• Jobs:
(a) In the hemp passage, how much hemp oil does Dr. Bronner’s Magic Soaps buy from Canada each year?
(b) Reproduce the hemp passage between "Hemp History Week is" and "The Body Shop.", inclusive, but replace "clothing" with "textiles".

Hemp History Week is made possible by the support of leading natural product brands that are known for manufacturing the highest-quality hemp products. Hemp can be used in a wide variety of products, including food, cosmetics, clothing, building materials, auto parts and many more. Sponsors of Hemp History Week include Dr. Bronner’s Magic Soaps, French Meadow Bakery, Living Harvest Foods, Manitoba Harvest, Merry Hempsters, Nature’s Path Foods, Nutiva and Sequel Naturals. Sustainable hemp seed, fiber and oil are also used by major companies such as Ford Motors, Patagonia and The Body Shop.
Arran Stephens, founder of Nature’s Path Foods, North America’s top-selling independent organic cereal company, says “We believe our products exemplify all of the goodness that hemp has to offer as a nutritious, gluten-free, non-GMO superfood. Nature’s Path is proud to have been part of the growth of the hemp industry since the beginning. This May, we look forward to celebrating America’s rich history with hemp farming, while educating consumers about the benefits of hemp foods.”
Other U.S. hemp manufacturers have been relentless in their struggle for the right to buy hemp from U.S. farmers. “For nearly ten years, the Bronner family has financially supported efforts to lift the ban on non-drug industrial hemp farming because it is an environmentally-sustainable crop,” states David Bronner, President of Dr. Bronner’s Magic Soaps, the top-selling brand of natural soap in the U.S. “Despite our efforts, we are forced to continue purchasing the twenty tons of hemp oil that we use annually from Canada. This is a lost opportunity for American farmers and businesses, which is becoming more absurd and outrageous with each growing season that passes.”
The HIA estimates that U.S. retail sales of hemp products exceeded $400 million in 2010, yet American companies making hemp products have no choice but to import their raw materials, due to the federal government’s ban on hemp farming. While demand for hemp products continues to rise, it is becoming a challenge for Canadian growers and processors, the primary suppliers of hemp seed and oil to the U.S. market, to keep up and meet that demand.
“Nutiva’s sales have grown at an annual rate of 41% since 2006. In 2009 and 2010, we were named by Inc. Magazine as one of the fastest-growing businesses in America,” says John W. Roulac, founder and CEO of Nutiva. “By allowing U.S. farmers to grow and sell hemp seed, it will help the entire industry to meet the growing demand for hemp products.”

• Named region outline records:
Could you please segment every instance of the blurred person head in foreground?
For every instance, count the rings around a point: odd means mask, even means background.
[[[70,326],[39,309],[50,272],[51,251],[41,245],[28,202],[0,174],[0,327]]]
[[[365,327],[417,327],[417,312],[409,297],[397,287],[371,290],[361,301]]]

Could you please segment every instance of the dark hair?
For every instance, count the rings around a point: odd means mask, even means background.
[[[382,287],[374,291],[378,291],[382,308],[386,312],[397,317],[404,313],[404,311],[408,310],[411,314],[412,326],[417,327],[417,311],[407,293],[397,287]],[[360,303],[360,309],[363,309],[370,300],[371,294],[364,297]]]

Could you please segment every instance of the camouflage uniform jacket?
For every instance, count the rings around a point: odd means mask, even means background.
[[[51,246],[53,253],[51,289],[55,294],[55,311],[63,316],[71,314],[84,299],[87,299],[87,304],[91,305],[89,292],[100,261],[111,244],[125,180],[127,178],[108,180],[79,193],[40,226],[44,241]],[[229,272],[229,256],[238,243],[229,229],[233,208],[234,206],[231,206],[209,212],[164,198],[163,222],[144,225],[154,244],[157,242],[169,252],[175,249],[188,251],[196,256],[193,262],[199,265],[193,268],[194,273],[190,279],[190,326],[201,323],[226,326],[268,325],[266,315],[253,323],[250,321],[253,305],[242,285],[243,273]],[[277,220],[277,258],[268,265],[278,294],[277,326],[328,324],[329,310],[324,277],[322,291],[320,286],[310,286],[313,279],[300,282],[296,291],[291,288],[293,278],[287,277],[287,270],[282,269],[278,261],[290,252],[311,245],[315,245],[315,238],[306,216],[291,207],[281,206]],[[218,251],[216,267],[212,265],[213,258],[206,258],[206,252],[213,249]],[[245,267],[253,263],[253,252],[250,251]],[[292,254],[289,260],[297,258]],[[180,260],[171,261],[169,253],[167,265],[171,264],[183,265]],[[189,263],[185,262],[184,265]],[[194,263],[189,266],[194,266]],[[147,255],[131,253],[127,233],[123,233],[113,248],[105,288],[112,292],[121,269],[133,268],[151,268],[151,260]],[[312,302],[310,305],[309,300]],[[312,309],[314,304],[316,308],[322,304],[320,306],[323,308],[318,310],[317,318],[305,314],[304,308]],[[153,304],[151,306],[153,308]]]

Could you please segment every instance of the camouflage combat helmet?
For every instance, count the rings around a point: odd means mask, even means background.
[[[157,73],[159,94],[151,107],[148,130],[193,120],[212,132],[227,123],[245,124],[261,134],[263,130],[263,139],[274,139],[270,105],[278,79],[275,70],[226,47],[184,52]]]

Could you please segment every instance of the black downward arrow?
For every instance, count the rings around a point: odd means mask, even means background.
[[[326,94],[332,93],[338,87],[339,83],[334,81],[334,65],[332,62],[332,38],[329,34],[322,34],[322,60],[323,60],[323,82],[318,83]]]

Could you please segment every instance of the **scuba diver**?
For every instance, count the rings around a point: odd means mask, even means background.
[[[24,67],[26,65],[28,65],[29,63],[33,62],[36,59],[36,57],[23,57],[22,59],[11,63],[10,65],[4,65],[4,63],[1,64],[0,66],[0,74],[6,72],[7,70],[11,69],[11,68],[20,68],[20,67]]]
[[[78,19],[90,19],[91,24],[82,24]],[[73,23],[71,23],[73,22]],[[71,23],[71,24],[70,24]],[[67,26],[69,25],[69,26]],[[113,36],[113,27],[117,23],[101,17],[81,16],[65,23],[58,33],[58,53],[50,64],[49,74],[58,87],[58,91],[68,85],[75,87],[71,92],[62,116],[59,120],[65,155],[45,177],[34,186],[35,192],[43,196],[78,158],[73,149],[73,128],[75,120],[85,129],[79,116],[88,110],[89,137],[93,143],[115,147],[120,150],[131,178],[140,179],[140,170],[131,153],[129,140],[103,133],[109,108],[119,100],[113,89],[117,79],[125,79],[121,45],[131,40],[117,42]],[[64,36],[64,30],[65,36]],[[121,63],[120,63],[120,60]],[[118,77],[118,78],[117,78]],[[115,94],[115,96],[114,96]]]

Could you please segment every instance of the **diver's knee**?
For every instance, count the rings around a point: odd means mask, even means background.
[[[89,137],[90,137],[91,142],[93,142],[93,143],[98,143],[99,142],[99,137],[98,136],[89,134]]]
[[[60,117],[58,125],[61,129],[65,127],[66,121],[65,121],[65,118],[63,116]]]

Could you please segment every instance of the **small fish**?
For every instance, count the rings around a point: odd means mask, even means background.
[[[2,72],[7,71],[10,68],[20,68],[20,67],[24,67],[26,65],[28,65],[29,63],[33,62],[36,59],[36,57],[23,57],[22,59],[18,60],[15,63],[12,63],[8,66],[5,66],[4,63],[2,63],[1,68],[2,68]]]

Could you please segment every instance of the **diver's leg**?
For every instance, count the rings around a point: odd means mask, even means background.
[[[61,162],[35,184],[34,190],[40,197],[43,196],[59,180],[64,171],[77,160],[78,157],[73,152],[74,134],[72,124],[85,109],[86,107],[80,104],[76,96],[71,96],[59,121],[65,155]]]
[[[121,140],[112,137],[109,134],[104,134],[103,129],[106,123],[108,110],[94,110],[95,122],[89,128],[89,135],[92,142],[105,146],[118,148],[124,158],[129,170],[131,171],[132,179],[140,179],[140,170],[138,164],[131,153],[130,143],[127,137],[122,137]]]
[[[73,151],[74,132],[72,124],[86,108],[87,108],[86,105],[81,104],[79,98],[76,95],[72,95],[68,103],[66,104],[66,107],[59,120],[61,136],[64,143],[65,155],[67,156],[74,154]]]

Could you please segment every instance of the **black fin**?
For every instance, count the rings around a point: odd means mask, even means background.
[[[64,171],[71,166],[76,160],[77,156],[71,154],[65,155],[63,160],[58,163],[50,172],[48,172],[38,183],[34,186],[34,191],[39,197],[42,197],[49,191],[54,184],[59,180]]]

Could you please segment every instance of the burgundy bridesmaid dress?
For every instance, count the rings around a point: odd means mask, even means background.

• Written responses:
(a) Twenty tons.

(b)
Hemp History Week is made possible by the support of leading natural product brands that are known for manufacturing the highest-quality hemp products. Hemp can be used in a wide variety of products, including food, cosmetics, textiles, building materials, auto parts and many more. Sponsors of Hemp History Week include Dr. Bronner’s Magic Soaps, French Meadow Bakery, Living Harvest Foods, Manitoba Harvest, Merry Hempsters, Nature’s Path Foods, Nutiva and Sequel Naturals. Sustainable hemp seed, fiber and oil are also used by major companies such as Ford Motors, Patagonia and The Body Shop.